Document text:

--- BEGIN ---

# CSE 627 Group Project

- By John Meyer & Jacob Hubbard

Since we are relatively new to Python data science, we decided to utilize data science tools that we already knew to minimize the learning curve required for this project.
We use Python code blocks import, extract features, visualize data, and fit machine learning models while we use R for data visualization and exploration.
Since Python and R do not work together well in the same notebook, this submission is a series of Jupyter notebooks (with different Python and R kernels).

This is a Python notebook.

## Titanic Dataset

To download the dataset and for an explanation of each column name, go to <https://www.kaggle.com/c/titanic>

## Configuration

In [None]:
# Jupyter config
%matplotlib inline
%config InlineBackend.figure_format = 'svg'  # Or 'retina'

In [None]:
# Python imports
import numpy as np
import pandas as pd
import matplotlib.pyplot as plt
from scipy.stats import *
from sklearn.mixture import *

#plt.style.use('seaborn-whitegrid')  # Set the aesthetic style of the plots

## Data Import & Feature Extraction

In [None]:
training_data = pd.read_csv('train.csv')
test_data = pd.read_csv('test.csv')

In what follows, we extract features from existing columns in the dataset using ideas found in <https://triangleinequality.wordpress.com/2013/09/08/basic-feature-engineering-with-the-titanic-data/>.
The following regex is of our own authorship.

In [None]:
name_regex = r"""^(?P<LastName>[A-Za-z '-]+?), ((the )?(?P<Title>\w+)( of)?\.)?( (?P<FirstName>[A-Za-z'-]+?|[A-Za-z'-]+?\/[A-Za-z'-]+?))?( (?P<MiddleNames>[A-Za-z- ]+?))?( ".+| \(.+)?$"""

parsed_names = training_data['Name'].str.extract(name_regex)
training_data = training_data.assign(
    NameTitle = parsed_names['Title'],
    FirstName = parsed_names['FirstName'],
    MiddleNames = parsed_names['MiddleNames'],
    LastName = parsed_names['LastName'],
)
del training_data['Name']

parsed_names = test_data['Name'].str.extract(name_regex)
test_data = test_data.assign(
    NameTitle = parsed_names['Title'],
    FirstName = parsed_names['FirstName'],
    MiddleNames = parsed_names['MiddleNames'],
    LastName = parsed_names['LastName'],
)
del test_data['Name']

In [None]:
deck_regex = r"""^(?P<Deck>[A-Z])(?P<CabinNumber>\d+)"""

parsed_decks = training_data['Cabin'].str.extract(deck_regex)
training_data = training_data.assign(
    Deck = parsed_decks['Deck'],
    CabinNumber = parsed_decks['CabinNumber'],
)
del training_data['Cabin']

parsed_decks = test_data['Cabin'].str.extract(deck_regex)
test_data = test_data.assign(
    Deck = parsed_decks['Deck'],
    CabinNumber = parsed_decks['CabinNumber'],
)
del test_data['Cabin']

In [None]:
training_data = training_data.assign(
    FamilySize = training_data['SibSp'] + training_data['Parch'],
)
training_data = training_data.assign(
    FarePerPerson = training_data['Fare'] / (training_data['FamilySize'] + 1),
)


test_data = test_data.assign(
    FamilySize = test_data['SibSp'] + test_data['Parch'],
)
test_data = test_data.assign(
    FarePerPerson = test_data['Fare'] / (test_data['FamilySize'] + 1),
)

In [None]:
training_data = training_data.assign(
    WithFamily = training_data['SibSp'] + training_data['Parch'] > 0,
)


test_data = test_data.assign(
    WithFamily = training_data['SibSp'] + training_data['Parch'] > 0,
)

In [None]:
training_data

In [None]:
print('Feature Count:', len(training_data.keys()))

In [None]:
training_data.to_csv('train_processed.csv', index=False)
test_data.to_csv('test_processed.csv', index=False)

--- END ---

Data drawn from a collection

--- BEGIN ---

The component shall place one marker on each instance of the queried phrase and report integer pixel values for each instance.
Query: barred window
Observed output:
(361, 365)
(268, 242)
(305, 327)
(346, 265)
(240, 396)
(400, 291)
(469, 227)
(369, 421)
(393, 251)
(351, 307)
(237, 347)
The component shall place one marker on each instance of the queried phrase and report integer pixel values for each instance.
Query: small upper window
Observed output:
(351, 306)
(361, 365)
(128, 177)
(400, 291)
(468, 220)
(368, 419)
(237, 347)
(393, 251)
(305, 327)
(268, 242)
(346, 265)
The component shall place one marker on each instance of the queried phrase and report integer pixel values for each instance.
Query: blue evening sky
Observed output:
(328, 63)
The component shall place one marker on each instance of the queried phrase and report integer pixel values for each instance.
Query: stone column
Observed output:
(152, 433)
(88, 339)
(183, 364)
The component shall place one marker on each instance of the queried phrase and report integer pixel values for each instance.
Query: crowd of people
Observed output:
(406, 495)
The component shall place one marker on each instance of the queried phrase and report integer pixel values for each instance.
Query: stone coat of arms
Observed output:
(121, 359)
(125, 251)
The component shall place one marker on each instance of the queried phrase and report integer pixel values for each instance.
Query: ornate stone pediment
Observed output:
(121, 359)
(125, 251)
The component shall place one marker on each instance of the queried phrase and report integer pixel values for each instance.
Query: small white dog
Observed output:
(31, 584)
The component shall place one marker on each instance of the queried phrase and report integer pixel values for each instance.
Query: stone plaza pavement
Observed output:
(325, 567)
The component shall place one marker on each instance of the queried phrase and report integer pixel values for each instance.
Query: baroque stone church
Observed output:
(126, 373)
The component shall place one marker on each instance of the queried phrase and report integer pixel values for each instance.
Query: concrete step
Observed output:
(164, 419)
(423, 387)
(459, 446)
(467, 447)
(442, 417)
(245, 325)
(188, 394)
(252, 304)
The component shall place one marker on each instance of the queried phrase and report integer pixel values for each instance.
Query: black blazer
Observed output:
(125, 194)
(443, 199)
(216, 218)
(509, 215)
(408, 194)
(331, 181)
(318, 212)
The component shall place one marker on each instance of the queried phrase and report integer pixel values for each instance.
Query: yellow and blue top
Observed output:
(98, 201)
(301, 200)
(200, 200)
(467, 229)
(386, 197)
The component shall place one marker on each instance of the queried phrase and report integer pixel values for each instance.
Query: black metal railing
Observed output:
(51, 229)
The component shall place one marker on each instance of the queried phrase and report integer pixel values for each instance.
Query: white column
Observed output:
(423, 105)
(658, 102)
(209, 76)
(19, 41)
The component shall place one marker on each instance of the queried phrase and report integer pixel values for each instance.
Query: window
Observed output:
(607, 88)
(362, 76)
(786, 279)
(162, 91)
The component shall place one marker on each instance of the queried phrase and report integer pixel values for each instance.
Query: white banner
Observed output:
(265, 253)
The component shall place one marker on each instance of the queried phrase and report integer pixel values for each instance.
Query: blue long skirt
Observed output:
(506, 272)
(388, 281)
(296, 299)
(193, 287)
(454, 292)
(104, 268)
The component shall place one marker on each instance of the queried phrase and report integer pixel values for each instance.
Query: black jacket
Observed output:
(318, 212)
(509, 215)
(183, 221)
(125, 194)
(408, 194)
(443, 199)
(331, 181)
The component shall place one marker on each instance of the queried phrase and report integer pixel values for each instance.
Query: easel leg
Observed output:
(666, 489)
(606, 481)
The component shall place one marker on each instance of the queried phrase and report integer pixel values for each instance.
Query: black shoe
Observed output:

--- END ---

What to produce: Edit the Titanic notebook from the listing's position, starting at "parsed_names = test_data['Name'].str.extract(name_regex)" and ending at "parsed_decks = training_data['Cabin'].str.extract(deck_regex)", and write that span out again with "deck_regex" changed to "cabin_regex".

Task output:
parsed_names = test_data['Name'].str.extract(name_regex)
test_data = test_data.assign(
    NameTitle = parsed_names['Title'],
    FirstName = parsed_names['FirstName'],
    MiddleNames = parsed_names['MiddleNames'],
    LastName = parsed_names['LastName'],
)
del test_data['Name']

In [None]:
cabin_regex = r"""^(?P<Deck>[A-Z])(?P<CabinNumber>\d+)"""

parsed_decks = training_data['Cabin'].str.extract(cabin_regex)